SHORT TASK — Retype the listing below exactly, from the line containing "Short-answer question: What bounding box encloses the car" up to and including the line containing "[[0, 0, 100, 364]]".

RECORDS —

- - - - -

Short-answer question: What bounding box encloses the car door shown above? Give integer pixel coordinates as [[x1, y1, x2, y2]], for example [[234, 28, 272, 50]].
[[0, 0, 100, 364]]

- - - - -

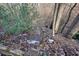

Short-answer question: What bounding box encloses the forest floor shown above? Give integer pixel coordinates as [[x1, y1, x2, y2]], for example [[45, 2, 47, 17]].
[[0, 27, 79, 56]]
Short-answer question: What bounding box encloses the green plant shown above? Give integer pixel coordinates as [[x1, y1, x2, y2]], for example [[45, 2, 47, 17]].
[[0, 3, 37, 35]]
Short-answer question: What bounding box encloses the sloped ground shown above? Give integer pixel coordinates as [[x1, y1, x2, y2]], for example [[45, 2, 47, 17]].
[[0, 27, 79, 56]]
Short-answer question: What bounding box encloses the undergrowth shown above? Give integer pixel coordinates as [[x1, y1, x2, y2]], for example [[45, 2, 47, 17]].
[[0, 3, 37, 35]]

- - - - -

ANSWER IN FULL —
Short-answer question: What bounding box encloses the car door shown above? Give integer pixel coordinates as [[x1, y1, x2, y2]], for example [[234, 28, 272, 50]].
[[0, 0, 100, 364]]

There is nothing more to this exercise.